Texto apresentado:
=======

20 janeiro, 2014

Desconstruindo a homofobia de Hugo Soares

fonte: Dezanove
Perguntaram-nos em que é que "discordamos" do texto que o Hugo Soares lançou hoje a defender a sua posição sobre o referendo da adoção e coadoção. "Em tudo" seria a resposta mais honesta, mas se calhar vale a pena, mais uma vez, tentar desconstruir (e desmascarar) a ignorância deste menino da JSD.

i) "Votei contra porque não tinha sido feito, na sociedade portuguesa, debate que demonstrasse qual a sua posição relativamente a estas matérias, ou seja, não me sentia mandatado para decidir."

Há anos que se fala disto, muitos partidos já promoveram e promovem discussões sobre este assunto. Só não ouve quem não se interessa. Este tema está na ordem de trabalhos da maioria de organizações LGBTQ portuguesas. Dizer "não houve debate" quando se demonstrou zero interesse em falar com as pessoas que andam há anos a exigir isto, é cobardia e falta de honestidade. Não é, aliás, a primeira vez que existe uma proposta destas no parlamento. Já em 2010 as propostas originais do Bloco e dos Verdes propunham um casamento não restrito que portanto garantia os mesmos direitos à adoção.

Se o deputado Hugo Soares não se sente "mandatado para decidir", quando o que quer dizer na verdade é que não se sente preparado para aceitar as discussões e consequentes aprovações de projectos que são feitos na Assembleia da República, talvez a melhor opção seja mesmo abandonar a vida politica.

ii) "No Partido Social-Democrata há a salutar tradição de entender que matérias verdadeiramente fraturantes (e que dividem ou, pelo menos, causam reação na sociedade) devem ser referendadas."

Mentira. Ver tudo o que foi decidido este ano por este governo tão incrivelmente "fracturante", e que tantas manifestações deu origem, e que nem por breves instantes este governo achou que era digno de um referendo.

iii) "Foi exatamente isso que aconteceu aquando da interrupção voluntária da gravidez."

Ah e isso é um caso de sucesso? Demorámos uma década para ultrapassar um crime horrível que o Estado estava a cometer contra as mulheres deste país e a olhar para trás achamos que é algo a imitar e comparar? Só se for como exemplo em como empatar as vidas das pessoas até finalmente os seus direitos básicos serem finalmente garantidos.

iv) "A disciplina de voto que se manteve (manteve porque essa é a regra) na proposta de referendo não foi decidida (como é costume) pela direção do grupo parlamentar. Foi o plenário do Grupo Parlamentar do PSD (composto por todos os Deputados) que a decidiu. Com apenas 13 votos contra. E a razão é muito simples: em matérias de consciência, no PSD sempre houve liberdade de voto; em matérias políticas (como é manifestamente a decisão de aprovar o referendo) sempre se seguiu a orientação de voto."

=======

Dados a utilizar:
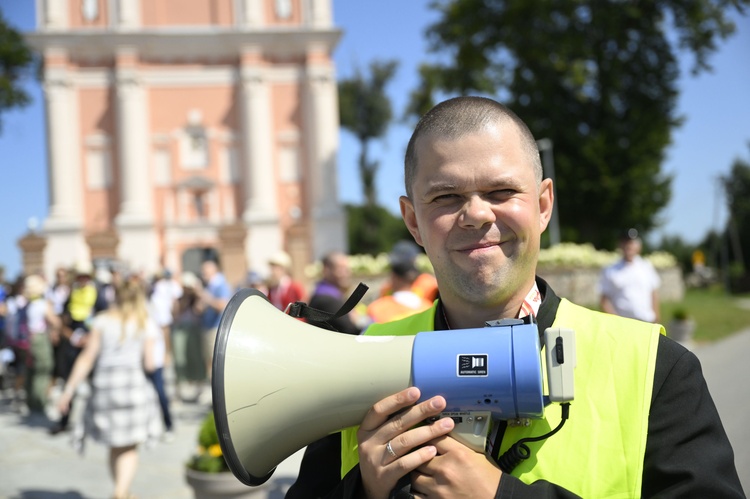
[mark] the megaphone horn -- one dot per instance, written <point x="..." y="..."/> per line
<point x="279" y="384"/>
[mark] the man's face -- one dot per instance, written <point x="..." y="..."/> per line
<point x="479" y="213"/>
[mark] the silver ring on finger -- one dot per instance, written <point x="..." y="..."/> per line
<point x="390" y="451"/>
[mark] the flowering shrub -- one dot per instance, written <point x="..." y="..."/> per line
<point x="568" y="255"/>
<point x="209" y="457"/>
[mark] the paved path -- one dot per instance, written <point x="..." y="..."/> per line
<point x="34" y="465"/>
<point x="726" y="366"/>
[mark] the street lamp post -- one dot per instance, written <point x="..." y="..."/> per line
<point x="548" y="165"/>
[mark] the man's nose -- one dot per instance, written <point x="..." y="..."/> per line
<point x="475" y="213"/>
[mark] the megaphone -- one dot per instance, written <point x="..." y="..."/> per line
<point x="279" y="384"/>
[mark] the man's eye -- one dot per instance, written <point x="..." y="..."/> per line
<point x="502" y="193"/>
<point x="445" y="197"/>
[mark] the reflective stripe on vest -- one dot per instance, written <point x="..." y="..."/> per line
<point x="599" y="452"/>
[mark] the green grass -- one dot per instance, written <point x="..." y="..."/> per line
<point x="716" y="313"/>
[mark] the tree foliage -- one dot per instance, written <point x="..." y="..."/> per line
<point x="15" y="58"/>
<point x="363" y="240"/>
<point x="597" y="77"/>
<point x="365" y="110"/>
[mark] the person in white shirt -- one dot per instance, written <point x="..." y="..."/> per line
<point x="630" y="287"/>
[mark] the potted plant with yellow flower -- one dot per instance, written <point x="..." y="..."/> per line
<point x="207" y="471"/>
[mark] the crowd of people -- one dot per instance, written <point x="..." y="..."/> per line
<point x="46" y="324"/>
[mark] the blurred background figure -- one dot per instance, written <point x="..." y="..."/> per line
<point x="79" y="309"/>
<point x="122" y="411"/>
<point x="57" y="294"/>
<point x="165" y="291"/>
<point x="630" y="286"/>
<point x="39" y="324"/>
<point x="402" y="300"/>
<point x="331" y="291"/>
<point x="256" y="281"/>
<point x="405" y="253"/>
<point x="17" y="339"/>
<point x="187" y="339"/>
<point x="214" y="297"/>
<point x="282" y="289"/>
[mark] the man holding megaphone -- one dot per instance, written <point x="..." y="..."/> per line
<point x="642" y="423"/>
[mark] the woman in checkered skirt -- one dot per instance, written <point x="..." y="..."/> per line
<point x="122" y="411"/>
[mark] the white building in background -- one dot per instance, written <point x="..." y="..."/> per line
<point x="180" y="129"/>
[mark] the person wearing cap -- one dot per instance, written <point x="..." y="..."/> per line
<point x="282" y="289"/>
<point x="82" y="304"/>
<point x="405" y="253"/>
<point x="330" y="291"/>
<point x="214" y="298"/>
<point x="403" y="300"/>
<point x="630" y="287"/>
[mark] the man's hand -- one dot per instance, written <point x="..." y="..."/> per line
<point x="457" y="471"/>
<point x="382" y="466"/>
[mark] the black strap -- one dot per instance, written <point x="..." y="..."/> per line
<point x="302" y="310"/>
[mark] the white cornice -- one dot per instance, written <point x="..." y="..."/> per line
<point x="187" y="77"/>
<point x="186" y="45"/>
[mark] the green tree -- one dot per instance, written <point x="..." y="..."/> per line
<point x="597" y="77"/>
<point x="365" y="110"/>
<point x="15" y="58"/>
<point x="390" y="228"/>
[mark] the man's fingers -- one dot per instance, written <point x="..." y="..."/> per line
<point x="417" y="437"/>
<point x="383" y="409"/>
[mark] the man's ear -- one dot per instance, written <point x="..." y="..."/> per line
<point x="410" y="218"/>
<point x="546" y="203"/>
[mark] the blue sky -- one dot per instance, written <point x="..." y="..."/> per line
<point x="715" y="106"/>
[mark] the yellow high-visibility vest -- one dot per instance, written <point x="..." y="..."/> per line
<point x="599" y="451"/>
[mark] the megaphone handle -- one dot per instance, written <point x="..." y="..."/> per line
<point x="471" y="428"/>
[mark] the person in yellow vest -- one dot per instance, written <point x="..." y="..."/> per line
<point x="402" y="301"/>
<point x="642" y="423"/>
<point x="83" y="302"/>
<point x="424" y="285"/>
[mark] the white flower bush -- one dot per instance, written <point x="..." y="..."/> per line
<point x="563" y="255"/>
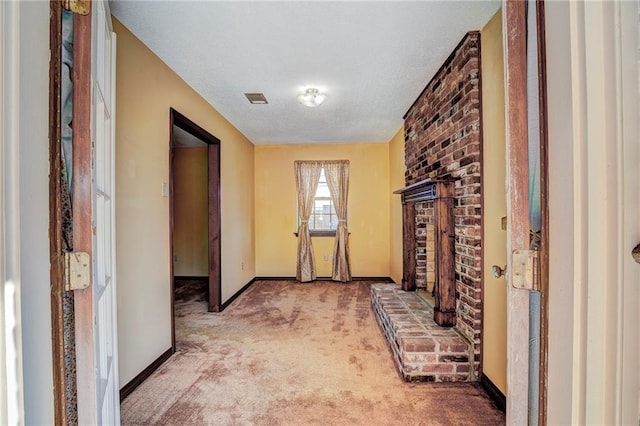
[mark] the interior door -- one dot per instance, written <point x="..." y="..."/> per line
<point x="518" y="227"/>
<point x="94" y="215"/>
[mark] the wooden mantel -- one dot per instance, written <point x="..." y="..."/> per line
<point x="441" y="192"/>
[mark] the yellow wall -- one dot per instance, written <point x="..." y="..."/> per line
<point x="146" y="89"/>
<point x="190" y="212"/>
<point x="368" y="208"/>
<point x="396" y="181"/>
<point x="494" y="358"/>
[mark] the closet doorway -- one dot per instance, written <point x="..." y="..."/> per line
<point x="194" y="193"/>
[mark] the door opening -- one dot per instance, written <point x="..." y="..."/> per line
<point x="194" y="232"/>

=======

Tarefas do exercício:
[a] No texto sobre o referendo da adoção e coadoção, em que ano as propostas originais do Bloco e dos Verdes propunham um casamento não restrito?
[b] Extraia dos registos todas as linhas que contêm a palavra "person", distinguindo maiúsculas de minúsculas.
Os registos não têm qualquer relação com o texto.

Respostas às tarefas:
[a] Em 2010.

[b]
[mark] the person in white shirt -- one dot per instance, written <point x="..." y="..."/> per line
[mark] the person wearing cap -- one dot per instance, written <point x="..." y="..."/> per line
[mark] the person in yellow vest -- one dot per instance, written <point x="..." y="..."/> per line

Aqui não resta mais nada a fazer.